• _Task to complete_:
From the entries below, work out how many lines contain the string "trace"; answer with the number alone.
[Exercise materials]
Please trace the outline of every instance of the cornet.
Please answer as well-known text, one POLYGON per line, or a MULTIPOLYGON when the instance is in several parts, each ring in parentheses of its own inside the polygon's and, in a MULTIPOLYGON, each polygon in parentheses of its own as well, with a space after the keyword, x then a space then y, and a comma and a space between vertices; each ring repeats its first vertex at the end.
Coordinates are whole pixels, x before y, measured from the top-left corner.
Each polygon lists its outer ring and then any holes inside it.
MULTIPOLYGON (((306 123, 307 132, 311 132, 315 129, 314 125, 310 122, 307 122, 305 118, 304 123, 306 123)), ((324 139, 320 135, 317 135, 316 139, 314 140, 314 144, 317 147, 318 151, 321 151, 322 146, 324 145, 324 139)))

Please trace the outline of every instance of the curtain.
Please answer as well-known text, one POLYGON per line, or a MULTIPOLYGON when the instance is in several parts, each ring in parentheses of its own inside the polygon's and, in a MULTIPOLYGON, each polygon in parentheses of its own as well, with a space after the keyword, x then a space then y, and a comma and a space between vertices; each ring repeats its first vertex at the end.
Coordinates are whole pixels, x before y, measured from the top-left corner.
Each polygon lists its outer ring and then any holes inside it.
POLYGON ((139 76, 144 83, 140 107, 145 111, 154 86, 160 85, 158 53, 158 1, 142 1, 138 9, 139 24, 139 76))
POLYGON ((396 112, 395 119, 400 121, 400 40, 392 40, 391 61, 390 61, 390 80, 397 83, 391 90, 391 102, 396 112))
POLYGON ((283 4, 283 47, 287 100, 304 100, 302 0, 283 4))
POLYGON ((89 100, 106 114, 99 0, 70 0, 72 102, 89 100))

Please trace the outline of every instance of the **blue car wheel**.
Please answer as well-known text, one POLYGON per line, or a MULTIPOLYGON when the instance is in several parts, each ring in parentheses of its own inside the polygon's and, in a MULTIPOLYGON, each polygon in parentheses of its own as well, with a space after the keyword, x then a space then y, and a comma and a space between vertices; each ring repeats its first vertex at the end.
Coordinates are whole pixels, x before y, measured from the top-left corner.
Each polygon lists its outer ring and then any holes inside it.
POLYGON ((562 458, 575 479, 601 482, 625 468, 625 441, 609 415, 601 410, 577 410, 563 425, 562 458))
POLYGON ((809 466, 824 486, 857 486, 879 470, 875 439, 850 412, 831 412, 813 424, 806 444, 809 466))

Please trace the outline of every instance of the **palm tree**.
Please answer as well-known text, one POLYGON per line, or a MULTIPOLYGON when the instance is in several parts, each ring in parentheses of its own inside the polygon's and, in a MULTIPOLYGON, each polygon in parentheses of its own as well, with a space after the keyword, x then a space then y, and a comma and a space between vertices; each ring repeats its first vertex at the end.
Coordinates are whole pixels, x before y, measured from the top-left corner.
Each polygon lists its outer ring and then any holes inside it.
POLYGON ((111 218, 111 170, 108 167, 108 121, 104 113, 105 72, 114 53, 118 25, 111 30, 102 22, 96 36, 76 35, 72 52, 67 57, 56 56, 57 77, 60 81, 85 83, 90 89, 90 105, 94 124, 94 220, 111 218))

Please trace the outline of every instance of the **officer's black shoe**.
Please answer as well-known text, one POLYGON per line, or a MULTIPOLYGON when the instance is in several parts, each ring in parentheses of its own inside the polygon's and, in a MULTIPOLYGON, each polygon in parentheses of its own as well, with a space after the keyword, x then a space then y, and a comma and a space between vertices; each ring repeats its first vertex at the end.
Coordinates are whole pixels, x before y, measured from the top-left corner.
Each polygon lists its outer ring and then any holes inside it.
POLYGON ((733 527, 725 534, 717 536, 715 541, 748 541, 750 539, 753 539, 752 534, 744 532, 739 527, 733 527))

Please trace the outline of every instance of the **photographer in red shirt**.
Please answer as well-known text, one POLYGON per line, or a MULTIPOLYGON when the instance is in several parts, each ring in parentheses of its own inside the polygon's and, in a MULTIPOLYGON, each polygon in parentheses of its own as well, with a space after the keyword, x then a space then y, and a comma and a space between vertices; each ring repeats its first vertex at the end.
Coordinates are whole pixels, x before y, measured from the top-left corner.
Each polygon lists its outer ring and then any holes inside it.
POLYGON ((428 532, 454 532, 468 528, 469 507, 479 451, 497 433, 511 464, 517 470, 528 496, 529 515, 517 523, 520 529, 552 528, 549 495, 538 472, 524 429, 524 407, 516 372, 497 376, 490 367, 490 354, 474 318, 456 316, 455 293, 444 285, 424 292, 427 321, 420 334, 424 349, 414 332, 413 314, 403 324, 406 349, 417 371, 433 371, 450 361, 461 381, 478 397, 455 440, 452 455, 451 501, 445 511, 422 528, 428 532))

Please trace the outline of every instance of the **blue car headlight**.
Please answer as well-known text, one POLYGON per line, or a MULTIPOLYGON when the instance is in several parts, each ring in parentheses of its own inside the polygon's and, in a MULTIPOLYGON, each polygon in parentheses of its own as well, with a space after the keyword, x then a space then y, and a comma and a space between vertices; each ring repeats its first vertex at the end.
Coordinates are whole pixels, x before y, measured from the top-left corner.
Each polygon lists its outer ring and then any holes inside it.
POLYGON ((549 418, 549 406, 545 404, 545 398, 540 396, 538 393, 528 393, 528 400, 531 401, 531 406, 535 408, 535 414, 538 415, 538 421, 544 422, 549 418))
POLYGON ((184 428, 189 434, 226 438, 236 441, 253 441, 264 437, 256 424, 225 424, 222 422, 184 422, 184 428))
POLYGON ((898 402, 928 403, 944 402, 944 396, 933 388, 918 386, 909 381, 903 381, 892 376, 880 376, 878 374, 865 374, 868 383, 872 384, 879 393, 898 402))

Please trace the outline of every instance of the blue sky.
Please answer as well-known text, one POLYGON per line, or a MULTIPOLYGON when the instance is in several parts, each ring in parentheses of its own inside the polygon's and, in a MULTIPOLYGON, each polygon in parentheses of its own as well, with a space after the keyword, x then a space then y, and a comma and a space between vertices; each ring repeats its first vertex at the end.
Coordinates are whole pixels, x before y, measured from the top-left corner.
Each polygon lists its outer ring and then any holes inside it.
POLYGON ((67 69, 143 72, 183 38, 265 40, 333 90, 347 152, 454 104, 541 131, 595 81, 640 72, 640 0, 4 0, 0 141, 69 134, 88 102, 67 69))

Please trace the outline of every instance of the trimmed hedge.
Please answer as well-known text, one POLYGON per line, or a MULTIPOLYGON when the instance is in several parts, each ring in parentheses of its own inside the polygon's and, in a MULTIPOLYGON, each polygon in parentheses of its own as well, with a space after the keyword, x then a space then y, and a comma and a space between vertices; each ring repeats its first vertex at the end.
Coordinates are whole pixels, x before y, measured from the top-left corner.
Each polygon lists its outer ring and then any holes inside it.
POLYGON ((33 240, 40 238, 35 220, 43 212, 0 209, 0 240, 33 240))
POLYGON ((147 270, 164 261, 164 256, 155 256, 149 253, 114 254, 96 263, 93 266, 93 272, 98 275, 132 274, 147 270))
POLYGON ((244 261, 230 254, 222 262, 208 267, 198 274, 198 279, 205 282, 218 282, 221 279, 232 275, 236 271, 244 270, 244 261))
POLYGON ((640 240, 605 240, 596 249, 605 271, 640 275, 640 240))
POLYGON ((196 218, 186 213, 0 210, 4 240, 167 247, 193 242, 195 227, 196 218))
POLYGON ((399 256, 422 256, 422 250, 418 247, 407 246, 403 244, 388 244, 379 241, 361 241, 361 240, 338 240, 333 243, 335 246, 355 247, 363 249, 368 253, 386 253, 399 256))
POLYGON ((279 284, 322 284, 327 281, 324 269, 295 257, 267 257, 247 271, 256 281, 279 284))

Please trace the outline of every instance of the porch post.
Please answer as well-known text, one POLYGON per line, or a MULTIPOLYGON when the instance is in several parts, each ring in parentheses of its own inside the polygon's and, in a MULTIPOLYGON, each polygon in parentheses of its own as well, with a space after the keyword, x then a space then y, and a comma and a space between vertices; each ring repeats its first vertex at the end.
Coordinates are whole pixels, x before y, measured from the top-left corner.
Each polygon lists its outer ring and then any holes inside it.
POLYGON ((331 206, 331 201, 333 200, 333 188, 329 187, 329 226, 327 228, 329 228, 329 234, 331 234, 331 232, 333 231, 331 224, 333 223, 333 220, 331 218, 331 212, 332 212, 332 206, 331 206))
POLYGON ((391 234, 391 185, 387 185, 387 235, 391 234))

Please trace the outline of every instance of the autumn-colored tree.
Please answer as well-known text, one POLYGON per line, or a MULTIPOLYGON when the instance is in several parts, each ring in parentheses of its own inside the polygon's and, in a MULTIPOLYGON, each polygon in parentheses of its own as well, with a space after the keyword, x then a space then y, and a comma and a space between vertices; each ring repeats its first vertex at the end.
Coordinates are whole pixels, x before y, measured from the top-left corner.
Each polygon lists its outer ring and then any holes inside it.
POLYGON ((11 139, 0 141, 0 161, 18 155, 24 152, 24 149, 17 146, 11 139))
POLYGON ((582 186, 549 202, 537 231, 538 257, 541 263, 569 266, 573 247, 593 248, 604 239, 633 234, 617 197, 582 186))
[/Exercise materials]
• _Response to this task_:
11